__Problem details__
Extract the final stretch of the data: the line that contains "Would you be able to point at the curled" and every line after it, unaltered, and no other lines.

Dataset rows on where objects appear:
• • •
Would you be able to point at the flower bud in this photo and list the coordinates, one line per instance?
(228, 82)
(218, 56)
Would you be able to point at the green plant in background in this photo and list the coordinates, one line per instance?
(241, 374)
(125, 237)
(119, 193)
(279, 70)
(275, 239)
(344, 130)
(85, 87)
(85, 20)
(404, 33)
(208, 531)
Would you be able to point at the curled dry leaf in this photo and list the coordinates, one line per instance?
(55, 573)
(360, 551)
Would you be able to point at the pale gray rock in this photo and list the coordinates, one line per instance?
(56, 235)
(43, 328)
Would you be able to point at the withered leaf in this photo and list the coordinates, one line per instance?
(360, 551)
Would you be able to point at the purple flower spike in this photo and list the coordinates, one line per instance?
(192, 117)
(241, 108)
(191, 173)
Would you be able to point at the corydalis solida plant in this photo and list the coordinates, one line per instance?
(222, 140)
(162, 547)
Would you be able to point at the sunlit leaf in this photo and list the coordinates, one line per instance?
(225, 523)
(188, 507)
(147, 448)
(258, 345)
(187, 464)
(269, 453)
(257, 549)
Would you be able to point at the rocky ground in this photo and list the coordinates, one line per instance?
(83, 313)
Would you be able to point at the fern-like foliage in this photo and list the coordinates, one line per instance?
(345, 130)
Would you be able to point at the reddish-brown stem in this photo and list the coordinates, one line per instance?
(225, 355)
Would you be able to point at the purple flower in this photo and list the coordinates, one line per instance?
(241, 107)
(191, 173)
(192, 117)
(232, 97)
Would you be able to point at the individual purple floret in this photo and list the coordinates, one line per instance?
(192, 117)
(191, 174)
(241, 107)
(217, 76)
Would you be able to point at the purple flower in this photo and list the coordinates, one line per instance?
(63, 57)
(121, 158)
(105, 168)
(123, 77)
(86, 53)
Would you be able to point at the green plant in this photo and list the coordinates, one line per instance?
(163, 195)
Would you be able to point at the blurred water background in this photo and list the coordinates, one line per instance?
• • •
__Task output__
Would you be able to point at the curled dry leaf in this photo and list the coordinates, one line per instance?
(55, 573)
(360, 551)
Would you be able to point at the pale gray rock in this photo and list the coordinates, one line per instance?
(56, 235)
(43, 328)
Would you be able to point at the withered leaf in this photo and list the coordinates, one line per instance?
(360, 551)
Would you be able to point at the purple flower spike in this photo and list the coordinates, one line per instance?
(192, 117)
(241, 108)
(191, 173)
Would you be able to point at the corydalis solida plant in this photo and list the coordinates, one line per instance?
(222, 140)
(162, 547)
Would you be able to point at the sunlit leaf in this photo and list the coordinates, one line per instance?
(225, 523)
(188, 507)
(147, 448)
(258, 345)
(187, 464)
(269, 453)
(257, 549)
Would you be able to point at the rocky ground in this photo and list the coordinates, one line per instance?
(83, 313)
Would you be able to point at the fern-like foliage in this photo and list the coordinates, one line per instance?
(345, 130)
Would you be able to point at the reddish-brown stem in this photo and list the coordinates, one line per instance?
(225, 355)
Would you be able to point at the purple flower in this photo and list the coordinates, one line per instance?
(241, 107)
(191, 173)
(192, 117)
(232, 97)
Would you be able to point at the individual purple floret in this photo and list the coordinates, one line per instance?
(192, 117)
(191, 174)
(241, 107)
(217, 76)
Would you be able to point at the purple flower in this photo and list the coordinates, one line per instance?
(63, 57)
(121, 158)
(105, 168)
(123, 77)
(86, 53)
Would you be able to point at the green plant in this photo and list the coordinates, one line per instance?
(163, 195)
Would you be able to point at the blurred water background in this photo and list the coordinates, one line per instance?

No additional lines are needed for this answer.